Your task » Print exactly, and only, the lines running from the line containing "Give the innermost point of each instance of the paper" through the end of the records below.

Supplied records »
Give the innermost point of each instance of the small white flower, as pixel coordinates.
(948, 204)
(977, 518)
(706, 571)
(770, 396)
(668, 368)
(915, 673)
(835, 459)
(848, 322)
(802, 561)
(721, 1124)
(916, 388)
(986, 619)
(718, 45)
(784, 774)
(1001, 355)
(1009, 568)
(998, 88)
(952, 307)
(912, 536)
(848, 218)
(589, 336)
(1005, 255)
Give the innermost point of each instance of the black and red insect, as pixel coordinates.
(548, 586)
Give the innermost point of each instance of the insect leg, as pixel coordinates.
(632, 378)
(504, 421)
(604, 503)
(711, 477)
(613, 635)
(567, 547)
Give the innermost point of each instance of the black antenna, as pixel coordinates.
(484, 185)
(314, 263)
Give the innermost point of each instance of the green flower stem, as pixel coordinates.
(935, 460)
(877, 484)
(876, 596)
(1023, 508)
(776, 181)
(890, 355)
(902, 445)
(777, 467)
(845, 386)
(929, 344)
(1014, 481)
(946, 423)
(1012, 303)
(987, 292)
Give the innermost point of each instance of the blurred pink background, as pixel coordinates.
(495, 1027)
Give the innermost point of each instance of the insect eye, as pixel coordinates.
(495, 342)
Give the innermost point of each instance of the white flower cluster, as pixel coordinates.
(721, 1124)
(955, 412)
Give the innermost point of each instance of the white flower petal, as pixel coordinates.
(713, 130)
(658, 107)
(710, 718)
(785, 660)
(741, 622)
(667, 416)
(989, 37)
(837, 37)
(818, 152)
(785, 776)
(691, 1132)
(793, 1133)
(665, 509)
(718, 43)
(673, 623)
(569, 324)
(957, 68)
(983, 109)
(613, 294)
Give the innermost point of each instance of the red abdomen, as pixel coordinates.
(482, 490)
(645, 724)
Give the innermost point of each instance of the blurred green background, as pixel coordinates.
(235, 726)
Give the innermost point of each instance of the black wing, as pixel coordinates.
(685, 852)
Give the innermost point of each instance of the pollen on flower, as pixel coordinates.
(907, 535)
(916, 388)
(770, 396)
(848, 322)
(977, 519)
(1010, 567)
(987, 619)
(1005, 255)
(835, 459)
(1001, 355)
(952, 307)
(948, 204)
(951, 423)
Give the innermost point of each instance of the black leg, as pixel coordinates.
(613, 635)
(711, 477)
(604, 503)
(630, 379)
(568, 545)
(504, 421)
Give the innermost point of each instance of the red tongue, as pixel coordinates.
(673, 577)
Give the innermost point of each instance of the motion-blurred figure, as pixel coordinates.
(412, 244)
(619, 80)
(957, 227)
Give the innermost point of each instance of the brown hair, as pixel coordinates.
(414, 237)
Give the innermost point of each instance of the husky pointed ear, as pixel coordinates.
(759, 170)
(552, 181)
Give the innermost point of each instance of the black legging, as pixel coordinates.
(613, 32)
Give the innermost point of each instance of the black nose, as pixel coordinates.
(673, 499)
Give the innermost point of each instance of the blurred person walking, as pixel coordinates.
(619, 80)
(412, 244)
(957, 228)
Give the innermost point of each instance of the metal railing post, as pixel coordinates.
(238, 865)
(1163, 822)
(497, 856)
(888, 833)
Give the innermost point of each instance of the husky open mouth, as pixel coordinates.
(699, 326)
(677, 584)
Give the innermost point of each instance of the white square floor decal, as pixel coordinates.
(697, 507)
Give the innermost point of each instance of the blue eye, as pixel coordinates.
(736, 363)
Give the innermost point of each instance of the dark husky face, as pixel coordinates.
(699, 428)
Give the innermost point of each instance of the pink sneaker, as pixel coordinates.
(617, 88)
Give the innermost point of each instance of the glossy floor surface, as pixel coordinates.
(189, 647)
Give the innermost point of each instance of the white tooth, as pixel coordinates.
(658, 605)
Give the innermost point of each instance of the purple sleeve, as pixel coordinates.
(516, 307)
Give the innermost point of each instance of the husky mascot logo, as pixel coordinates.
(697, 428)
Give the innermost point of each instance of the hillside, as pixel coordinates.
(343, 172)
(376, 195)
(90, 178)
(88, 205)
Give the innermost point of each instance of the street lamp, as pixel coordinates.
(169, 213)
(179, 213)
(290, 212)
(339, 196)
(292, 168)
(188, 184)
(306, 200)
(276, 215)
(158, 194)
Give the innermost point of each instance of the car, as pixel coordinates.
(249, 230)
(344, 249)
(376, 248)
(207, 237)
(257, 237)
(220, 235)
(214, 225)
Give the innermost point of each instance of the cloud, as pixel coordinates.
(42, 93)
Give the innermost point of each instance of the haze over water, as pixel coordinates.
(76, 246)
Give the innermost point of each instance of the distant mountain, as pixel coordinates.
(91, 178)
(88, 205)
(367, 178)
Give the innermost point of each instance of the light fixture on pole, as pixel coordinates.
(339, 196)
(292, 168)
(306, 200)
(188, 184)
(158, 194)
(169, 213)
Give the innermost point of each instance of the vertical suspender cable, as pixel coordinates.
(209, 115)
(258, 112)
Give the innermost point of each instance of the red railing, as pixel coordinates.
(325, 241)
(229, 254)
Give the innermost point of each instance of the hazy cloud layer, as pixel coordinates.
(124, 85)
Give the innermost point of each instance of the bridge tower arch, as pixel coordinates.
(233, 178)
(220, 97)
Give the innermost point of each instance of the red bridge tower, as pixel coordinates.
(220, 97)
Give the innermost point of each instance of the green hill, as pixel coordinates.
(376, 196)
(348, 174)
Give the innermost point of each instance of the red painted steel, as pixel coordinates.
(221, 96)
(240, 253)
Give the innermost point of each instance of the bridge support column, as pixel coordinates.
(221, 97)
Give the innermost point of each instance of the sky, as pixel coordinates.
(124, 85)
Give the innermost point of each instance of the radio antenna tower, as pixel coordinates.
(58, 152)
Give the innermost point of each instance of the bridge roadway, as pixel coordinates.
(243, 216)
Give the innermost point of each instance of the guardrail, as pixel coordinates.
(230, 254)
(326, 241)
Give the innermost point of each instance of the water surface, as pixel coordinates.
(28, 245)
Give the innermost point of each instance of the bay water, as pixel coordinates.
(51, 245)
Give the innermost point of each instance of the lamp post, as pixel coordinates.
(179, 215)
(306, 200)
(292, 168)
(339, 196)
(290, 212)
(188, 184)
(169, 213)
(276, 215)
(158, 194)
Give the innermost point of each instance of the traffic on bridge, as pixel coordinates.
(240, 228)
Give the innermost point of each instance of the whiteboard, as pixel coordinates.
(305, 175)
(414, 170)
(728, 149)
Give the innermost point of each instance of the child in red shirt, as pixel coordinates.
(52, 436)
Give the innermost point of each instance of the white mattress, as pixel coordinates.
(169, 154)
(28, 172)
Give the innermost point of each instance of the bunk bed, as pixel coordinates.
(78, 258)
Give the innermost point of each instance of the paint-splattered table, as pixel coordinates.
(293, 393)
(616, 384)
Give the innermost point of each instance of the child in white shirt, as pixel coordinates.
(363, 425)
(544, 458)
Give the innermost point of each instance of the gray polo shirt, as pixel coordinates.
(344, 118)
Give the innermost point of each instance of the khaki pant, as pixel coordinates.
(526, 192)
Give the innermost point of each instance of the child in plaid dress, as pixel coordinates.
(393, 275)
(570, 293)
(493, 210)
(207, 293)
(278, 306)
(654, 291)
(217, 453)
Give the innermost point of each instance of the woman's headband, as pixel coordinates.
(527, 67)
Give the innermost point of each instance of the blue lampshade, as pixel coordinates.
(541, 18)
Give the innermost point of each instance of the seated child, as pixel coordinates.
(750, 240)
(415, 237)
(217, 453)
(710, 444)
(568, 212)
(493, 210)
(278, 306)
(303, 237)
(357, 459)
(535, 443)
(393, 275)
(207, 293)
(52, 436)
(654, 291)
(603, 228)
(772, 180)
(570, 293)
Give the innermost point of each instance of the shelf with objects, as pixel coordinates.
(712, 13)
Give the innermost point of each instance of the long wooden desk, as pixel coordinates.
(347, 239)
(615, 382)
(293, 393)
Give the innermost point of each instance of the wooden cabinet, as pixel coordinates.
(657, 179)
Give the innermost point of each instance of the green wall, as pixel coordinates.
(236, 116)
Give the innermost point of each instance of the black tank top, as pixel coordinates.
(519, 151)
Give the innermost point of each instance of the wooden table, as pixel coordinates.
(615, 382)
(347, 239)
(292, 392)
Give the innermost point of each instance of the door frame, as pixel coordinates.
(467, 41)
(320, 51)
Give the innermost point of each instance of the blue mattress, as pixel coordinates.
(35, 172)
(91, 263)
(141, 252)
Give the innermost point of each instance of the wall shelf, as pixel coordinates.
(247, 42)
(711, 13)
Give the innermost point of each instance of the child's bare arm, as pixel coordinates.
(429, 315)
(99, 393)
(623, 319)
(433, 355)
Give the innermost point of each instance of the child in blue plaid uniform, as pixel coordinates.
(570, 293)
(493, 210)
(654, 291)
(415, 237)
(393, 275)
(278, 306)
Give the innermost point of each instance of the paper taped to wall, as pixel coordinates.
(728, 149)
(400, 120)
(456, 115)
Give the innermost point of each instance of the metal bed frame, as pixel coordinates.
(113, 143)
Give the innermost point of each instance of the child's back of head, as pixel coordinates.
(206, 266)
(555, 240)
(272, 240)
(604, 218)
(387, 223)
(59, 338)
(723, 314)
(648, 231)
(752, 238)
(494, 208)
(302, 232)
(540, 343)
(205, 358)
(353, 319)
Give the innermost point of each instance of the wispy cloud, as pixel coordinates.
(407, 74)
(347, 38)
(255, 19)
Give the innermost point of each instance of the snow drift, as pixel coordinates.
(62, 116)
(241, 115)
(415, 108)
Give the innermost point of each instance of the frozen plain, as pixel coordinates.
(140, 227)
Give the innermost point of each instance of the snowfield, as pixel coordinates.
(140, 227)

Expected answer »
Give the innermost point of each instance of the paper taped to wall, as pixel coordinates.
(728, 149)
(400, 120)
(456, 115)
Give the innermost point of each instance of the metal bed frame, as pixel coordinates.
(113, 143)
Give the innermost point of each instance of the child's back of head, as pixel coordinates.
(206, 266)
(555, 240)
(272, 240)
(604, 218)
(387, 223)
(59, 338)
(723, 314)
(648, 231)
(752, 238)
(494, 208)
(302, 232)
(540, 343)
(205, 358)
(353, 319)
Give the innermost point of each instance of the wispy cloud, as pixel coordinates.
(407, 74)
(347, 38)
(255, 19)
Give the innermost point of each instance of the snow drift, as pixel coordinates.
(62, 116)
(241, 115)
(415, 108)
Give the innermost point of each instance of the frozen plain, as pixel coordinates.
(140, 227)
Give the innermost point of each instance of the snowfield, as pixel coordinates.
(140, 227)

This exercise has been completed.